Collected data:
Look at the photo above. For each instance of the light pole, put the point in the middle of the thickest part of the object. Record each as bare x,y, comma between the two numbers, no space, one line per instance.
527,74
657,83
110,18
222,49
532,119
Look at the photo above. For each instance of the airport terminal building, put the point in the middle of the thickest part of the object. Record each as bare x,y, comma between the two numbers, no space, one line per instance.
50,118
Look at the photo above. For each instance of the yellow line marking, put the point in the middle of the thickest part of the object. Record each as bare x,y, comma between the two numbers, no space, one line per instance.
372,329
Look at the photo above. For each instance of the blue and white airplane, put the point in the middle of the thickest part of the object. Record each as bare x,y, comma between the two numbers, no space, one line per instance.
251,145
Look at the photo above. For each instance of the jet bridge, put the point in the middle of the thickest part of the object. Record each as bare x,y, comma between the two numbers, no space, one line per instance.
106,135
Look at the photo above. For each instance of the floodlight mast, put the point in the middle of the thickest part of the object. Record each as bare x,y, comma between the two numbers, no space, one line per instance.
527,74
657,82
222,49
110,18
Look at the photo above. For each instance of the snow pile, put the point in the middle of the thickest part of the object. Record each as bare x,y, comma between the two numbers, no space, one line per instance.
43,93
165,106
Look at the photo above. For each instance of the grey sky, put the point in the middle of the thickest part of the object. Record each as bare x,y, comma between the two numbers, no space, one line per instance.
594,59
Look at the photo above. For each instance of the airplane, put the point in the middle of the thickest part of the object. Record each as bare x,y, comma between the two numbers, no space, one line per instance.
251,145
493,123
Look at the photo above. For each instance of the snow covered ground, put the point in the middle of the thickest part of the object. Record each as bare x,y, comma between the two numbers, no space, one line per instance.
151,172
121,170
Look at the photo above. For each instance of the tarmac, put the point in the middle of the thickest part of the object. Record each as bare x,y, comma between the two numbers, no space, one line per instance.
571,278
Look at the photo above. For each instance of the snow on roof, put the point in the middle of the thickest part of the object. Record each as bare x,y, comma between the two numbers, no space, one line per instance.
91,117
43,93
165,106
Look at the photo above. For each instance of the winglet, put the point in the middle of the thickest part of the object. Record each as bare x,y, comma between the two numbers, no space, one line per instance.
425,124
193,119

Exercise requirements: Each record above should be set down again in its exact wording.

Response to this task:
Look at the photo above. For each instance of the light pole, put the point in the middle of the thickest part of the object. Record each as bare x,y, comma between the two numbers, no space, one line per instance.
527,74
657,83
110,18
222,49
532,119
Look at the photo above. For each instance of the airport terminal building, put the point in the middle of the thickest part of the object. Record each as bare x,y, comma between the two numbers, no space, one line per instance.
50,118
Look at the photo above. For each instance of the yellow line marking, put the point in the middle of the thickest part of the object. Record each as bare x,y, comma between the two numbers, no space, one line per instance.
372,329
Look at the photo above. For each instance of the blue and white airplane, put the point in the middle of the thickest part of the object. Record each as bare x,y, comma between the two numbers, no space, one line per instance.
251,145
Look at the photo above. For each instance of the jet bridge, put the point in the middle of the thickest part of the object. Record each as bare x,y, comma between the two numbers, no space, one line per instance.
106,135
Look at the photo above. For each instance of the floodlight mast, put the point in the middle of the thickest part of the object. Record each as bare x,y, comma between the two numbers, no space, one line per instance.
527,74
657,82
222,49
110,18
Look at the photo above. For each instance of the snow pile, put the point in the middle of the thickest part of the object. Record each as bare x,y, comma between the two numbers, no space, one line per instance.
43,93
165,106
Look at the photo above. For each instance of the grey sky, put the point in the middle of the thickest part of the object. Record each as bare x,y, comma between the two numbers, no space, one line per instance.
594,59
Look at the photo above. For each instance of the airplane, put the point in the middle of the thickest part of the object. Record each as bare x,y, comma between the two numbers, no space, one line per instance.
251,145
493,123
Look at the photo above. For each instance of the snow covered ground, put the point in the middle of the thickest part of the object. Record each as bare x,y, comma between the two numbers, no space, one line per instance.
151,172
121,170
Look at the photo above. For each instance of the tarmac, put the point in the middle of the thickest part of the object. Record each as bare x,y, comma between the two numbers, no space, one line per instance.
571,278
Look at the photo above. For each instance of the snow on roof, put the point in the middle of the thickest part of the object. Record each as bare x,y, comma between the two numbers, no space, one line per instance.
91,117
43,93
165,106
Look at the photo above. For each instance of the winglet, put the point in the middle of the thickest part of the object. Record each as bare x,y, comma between the two numbers, no space, one line per instance.
425,124
193,119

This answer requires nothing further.